Data records:
────────
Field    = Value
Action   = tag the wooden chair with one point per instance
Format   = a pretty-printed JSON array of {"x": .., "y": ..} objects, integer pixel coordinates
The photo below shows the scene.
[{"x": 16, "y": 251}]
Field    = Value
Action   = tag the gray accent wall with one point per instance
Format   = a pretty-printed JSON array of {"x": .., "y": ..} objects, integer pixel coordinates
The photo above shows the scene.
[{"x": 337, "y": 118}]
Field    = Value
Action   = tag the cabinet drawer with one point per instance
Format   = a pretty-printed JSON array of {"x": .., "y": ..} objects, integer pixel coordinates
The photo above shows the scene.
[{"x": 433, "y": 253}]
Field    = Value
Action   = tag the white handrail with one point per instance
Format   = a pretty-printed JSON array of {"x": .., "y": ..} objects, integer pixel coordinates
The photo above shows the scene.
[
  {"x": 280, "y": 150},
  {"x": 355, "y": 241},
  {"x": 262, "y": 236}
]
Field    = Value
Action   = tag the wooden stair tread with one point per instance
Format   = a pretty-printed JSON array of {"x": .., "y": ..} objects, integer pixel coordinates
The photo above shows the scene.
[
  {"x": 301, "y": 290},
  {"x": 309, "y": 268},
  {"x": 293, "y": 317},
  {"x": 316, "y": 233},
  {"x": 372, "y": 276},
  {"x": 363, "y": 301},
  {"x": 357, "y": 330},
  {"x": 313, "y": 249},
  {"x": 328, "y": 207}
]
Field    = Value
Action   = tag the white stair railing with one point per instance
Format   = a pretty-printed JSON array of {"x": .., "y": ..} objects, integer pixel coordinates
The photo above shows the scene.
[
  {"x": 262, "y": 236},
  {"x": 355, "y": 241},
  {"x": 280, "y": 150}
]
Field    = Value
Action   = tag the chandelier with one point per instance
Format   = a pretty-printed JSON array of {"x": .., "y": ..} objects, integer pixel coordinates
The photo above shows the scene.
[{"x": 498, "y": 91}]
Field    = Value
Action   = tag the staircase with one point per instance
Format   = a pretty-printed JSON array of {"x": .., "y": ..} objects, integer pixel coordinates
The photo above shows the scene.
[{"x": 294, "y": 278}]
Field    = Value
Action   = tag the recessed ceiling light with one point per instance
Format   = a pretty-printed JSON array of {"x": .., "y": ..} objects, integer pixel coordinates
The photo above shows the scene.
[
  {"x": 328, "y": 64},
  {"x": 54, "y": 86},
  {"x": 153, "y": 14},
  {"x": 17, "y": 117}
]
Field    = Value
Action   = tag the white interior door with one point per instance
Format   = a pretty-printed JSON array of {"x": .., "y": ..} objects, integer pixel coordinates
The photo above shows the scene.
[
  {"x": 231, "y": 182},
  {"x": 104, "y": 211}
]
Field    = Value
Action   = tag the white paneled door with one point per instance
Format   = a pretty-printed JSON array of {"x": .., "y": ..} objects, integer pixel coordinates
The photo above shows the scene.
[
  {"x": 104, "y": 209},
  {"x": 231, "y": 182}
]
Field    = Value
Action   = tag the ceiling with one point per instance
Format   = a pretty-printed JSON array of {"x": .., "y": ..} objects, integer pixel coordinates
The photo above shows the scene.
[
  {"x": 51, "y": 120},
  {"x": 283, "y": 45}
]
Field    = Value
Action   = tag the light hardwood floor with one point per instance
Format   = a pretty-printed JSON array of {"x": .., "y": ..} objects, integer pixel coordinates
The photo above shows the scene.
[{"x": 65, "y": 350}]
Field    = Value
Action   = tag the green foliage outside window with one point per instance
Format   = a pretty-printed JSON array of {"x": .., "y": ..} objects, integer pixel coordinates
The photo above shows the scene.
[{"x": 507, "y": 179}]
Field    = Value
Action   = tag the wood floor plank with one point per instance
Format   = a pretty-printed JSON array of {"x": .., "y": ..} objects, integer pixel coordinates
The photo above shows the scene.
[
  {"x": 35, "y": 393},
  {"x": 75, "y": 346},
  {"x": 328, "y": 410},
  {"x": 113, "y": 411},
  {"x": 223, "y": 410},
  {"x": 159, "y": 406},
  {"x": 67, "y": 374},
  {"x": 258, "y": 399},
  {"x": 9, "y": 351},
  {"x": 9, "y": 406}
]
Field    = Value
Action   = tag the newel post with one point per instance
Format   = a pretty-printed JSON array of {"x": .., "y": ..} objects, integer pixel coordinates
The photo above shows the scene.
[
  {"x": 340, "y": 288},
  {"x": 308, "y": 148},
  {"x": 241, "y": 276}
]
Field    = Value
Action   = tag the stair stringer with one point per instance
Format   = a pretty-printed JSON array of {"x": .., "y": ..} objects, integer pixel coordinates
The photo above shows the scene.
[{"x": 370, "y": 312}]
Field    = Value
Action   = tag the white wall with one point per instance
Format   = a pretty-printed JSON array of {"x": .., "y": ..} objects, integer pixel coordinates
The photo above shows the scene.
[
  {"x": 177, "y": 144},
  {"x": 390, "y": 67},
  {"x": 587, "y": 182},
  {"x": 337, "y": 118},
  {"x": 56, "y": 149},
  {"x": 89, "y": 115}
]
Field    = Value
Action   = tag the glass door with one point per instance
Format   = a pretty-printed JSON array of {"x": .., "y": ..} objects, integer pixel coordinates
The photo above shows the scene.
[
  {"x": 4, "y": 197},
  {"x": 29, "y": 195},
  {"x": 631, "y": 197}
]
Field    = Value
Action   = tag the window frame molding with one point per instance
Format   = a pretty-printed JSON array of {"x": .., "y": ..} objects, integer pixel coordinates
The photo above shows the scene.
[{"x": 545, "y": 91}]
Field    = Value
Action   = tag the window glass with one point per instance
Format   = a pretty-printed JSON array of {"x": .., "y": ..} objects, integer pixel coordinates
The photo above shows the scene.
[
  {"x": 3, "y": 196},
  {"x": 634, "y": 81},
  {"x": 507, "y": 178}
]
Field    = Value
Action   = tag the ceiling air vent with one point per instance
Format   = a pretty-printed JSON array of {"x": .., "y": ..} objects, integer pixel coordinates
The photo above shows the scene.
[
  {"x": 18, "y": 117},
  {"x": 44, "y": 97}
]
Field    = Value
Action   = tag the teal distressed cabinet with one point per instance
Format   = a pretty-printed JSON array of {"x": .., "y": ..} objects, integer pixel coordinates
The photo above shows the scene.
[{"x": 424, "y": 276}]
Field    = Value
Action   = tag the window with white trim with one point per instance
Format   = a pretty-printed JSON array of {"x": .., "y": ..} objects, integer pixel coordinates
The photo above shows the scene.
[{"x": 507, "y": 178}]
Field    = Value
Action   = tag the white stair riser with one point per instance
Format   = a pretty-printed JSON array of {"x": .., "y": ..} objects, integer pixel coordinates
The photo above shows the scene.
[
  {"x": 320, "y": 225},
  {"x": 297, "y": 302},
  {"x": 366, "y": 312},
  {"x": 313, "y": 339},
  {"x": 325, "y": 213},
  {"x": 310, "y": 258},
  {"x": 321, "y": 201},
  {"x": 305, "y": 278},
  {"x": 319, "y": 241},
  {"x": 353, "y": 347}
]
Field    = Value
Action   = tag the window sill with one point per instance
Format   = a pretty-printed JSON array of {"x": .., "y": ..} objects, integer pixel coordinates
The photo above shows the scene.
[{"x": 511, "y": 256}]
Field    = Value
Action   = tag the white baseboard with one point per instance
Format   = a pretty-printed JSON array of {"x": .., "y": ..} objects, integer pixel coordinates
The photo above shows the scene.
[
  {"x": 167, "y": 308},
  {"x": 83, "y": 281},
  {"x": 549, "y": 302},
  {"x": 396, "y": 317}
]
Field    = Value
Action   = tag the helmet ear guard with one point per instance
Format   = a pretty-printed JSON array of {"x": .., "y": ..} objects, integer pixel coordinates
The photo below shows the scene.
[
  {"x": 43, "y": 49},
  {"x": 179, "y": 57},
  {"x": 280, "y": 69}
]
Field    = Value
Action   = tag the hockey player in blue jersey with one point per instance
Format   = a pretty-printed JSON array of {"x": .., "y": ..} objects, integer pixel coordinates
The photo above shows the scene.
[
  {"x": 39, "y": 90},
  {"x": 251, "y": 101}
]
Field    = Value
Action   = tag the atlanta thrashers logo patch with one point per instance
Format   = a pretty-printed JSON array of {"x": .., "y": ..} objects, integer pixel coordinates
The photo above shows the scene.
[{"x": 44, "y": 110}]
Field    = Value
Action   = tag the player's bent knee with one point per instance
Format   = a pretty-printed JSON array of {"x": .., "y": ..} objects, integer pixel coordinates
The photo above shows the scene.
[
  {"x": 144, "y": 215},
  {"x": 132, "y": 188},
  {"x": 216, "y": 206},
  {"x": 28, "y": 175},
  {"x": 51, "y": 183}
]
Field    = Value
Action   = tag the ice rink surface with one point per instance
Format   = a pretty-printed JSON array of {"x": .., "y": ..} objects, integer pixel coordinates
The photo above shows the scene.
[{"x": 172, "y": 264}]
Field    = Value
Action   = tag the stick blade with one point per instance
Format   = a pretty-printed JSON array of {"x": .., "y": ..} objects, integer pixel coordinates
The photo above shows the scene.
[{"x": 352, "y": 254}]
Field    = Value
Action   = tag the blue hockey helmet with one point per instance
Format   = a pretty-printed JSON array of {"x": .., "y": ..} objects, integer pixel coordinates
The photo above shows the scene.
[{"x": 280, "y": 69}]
────────
DIRECTIONS: Reproduce each line of the records in which the string "helmet" appears.

SOLUTION TO THE EXERCISE:
Action   = tag the helmet ear guard with one point per instance
Action   = tag the blue hockey helmet with one point per instance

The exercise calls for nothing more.